Given instruction: Could you quote every line of the records below word for word, omitting the pictures?

** begin **

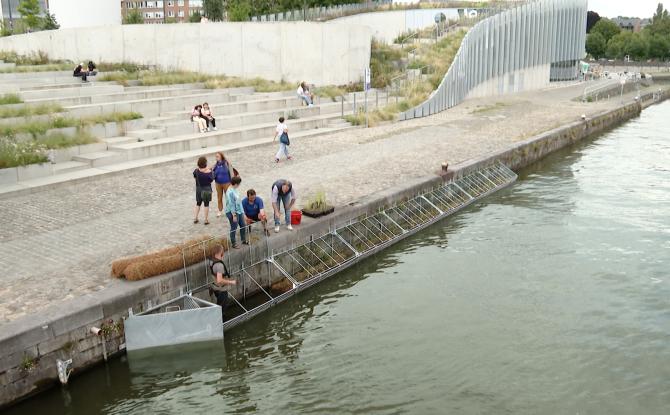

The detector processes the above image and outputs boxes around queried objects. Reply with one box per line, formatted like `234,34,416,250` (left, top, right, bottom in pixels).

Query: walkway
0,83,640,327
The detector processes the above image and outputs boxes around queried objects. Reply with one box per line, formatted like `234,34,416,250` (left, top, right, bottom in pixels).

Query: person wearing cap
72,63,88,82
272,179,296,233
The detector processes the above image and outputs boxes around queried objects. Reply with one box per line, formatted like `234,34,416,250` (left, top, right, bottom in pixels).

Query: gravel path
0,83,632,325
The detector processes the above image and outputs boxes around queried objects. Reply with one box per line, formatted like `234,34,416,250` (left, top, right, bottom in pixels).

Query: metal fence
215,164,517,330
251,0,392,22
400,0,587,119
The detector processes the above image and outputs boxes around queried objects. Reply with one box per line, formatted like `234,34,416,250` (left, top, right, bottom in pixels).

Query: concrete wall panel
0,22,372,85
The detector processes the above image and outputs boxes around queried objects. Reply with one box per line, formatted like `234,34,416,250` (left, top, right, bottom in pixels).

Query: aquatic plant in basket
302,190,335,218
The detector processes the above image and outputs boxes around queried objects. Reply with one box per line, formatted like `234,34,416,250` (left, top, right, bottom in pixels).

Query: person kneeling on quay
242,189,270,236
209,245,237,316
272,179,296,236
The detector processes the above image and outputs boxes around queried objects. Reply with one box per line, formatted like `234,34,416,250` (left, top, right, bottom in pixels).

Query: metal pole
365,87,368,128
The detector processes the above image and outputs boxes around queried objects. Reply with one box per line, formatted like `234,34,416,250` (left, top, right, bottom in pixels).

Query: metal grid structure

** end **

Reply to the task:
The detector processes the above image and outputs boxes around queried objects. Reply with one box per line, formatted like `234,34,416,250` (left, top, right, bottom in pixels).

Query: walkway
0,83,640,327
The detector processes the above image and outputs boxes around queried objects. Reply with one box per line, formatted like `234,34,416,250` (left, top, right, bottom in pixels).

Query: person wearing cap
72,63,88,82
272,179,296,233
The detector processes the above image and outputs boxes around queried objects. Reply with one box per line, formatted like `234,34,416,250` (left, top, right, bottom in pixels).

Query: gravel path
0,83,632,325
The detector processes the above image and outputs boxes around queried objects. Reply with one box per line, formatted like `234,34,416,250` (left, top, right, bottom in pixels).

Query: metal fence
215,164,517,330
251,0,392,22
400,0,587,119
The detector processes the above image and outputs boxes around queried objects. Reply with one box per line, formatted like `234,34,416,250` (left, top, right, bottom in pixels).

Query: concrete wall panel
0,22,372,85
The detector processes the above image and outputs boxes around queried objects. Reply with one box per line, formatted like `234,34,416,250` (left, top, right, bottom in pixels).

Query: aquatic plant in basket
302,190,335,218
The detector processes the above image and outputs boxes around queried objects. Reply with one box per line, formatted like `234,34,416,250` (left, top, right, bottom in pixels).

Query: person kneeling on quay
242,189,270,236
209,245,237,316
272,179,296,236
The detector processes the above image and outputs boxes around queried objects. Reply with one box per line, formatted like `234,34,416,250` (left, top, right, bottom in pixels).

Query: metal pole
365,87,368,128
The detector processes the above image and outputs boxes around queried objects. Reply with one box per line, formatted like `234,34,416,250` (left, top, right, bottom in pixels).

Query: metal grid structure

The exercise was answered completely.